### EXTRACTED RECORDS
■ ■ ■ ■ ■ ■ ■
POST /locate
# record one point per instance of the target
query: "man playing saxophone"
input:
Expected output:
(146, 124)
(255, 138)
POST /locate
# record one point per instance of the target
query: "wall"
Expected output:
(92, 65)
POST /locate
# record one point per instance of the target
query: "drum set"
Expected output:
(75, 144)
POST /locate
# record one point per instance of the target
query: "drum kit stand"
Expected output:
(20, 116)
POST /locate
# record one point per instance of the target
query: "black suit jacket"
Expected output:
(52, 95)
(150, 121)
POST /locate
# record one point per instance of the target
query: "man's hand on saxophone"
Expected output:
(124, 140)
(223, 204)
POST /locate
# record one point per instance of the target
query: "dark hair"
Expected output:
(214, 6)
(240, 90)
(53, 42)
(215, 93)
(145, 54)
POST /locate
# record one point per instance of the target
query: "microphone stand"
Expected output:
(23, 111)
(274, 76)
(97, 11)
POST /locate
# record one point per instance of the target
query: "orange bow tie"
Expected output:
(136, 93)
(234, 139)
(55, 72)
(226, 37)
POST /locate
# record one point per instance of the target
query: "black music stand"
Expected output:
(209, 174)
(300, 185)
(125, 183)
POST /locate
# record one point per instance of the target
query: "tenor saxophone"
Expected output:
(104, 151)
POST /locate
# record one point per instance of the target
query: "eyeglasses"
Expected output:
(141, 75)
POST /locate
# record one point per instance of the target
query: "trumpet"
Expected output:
■ ■ ■ ■ ■ ■ ■
### REQUEST
Copy the lines above word for word, with nothing left out or changed.

### REPLY
POST /locate
# record one point per instance of the target
query: "man playing saxophone"
input:
Expected output:
(146, 124)
(255, 138)
POST /locate
# record one point per instance of the target
query: "wall"
Expected output:
(92, 65)
POST /locate
# record one point per instance of the target
query: "drum set"
Expected output:
(75, 144)
POST /locate
# record one point per instance of the target
query: "drum kit stand"
Expected output:
(20, 116)
POST /locate
# record one point per instance of the target
query: "black suit jacket"
Expected output:
(52, 95)
(150, 121)
POST /locate
# record one point per instance of the target
query: "man's hand on saxophone"
Expected output:
(124, 140)
(223, 204)
POST /locate
# record one point per instance of the target
query: "dark hair"
Expected output:
(214, 6)
(240, 90)
(53, 42)
(215, 93)
(145, 54)
POST /locate
# record one point per instance of the target
query: "microphone stand"
Expected output:
(23, 111)
(274, 76)
(97, 11)
POST /locate
# record one point per instance of the target
query: "orange bow tie"
Expected output:
(136, 93)
(234, 139)
(55, 72)
(226, 37)
POST /locate
# record one point per instance of the target
query: "black music stand"
Expected output:
(209, 174)
(300, 185)
(125, 183)
POST /locate
# record one point per instance of the target
query: "tenor saxophone"
Expected output:
(104, 151)
POST /locate
# record one point per instance of the target
query: "eyeglasses"
Expected output:
(141, 75)
POST /locate
# record one point per instance of the target
query: "trumpet"
Expected output:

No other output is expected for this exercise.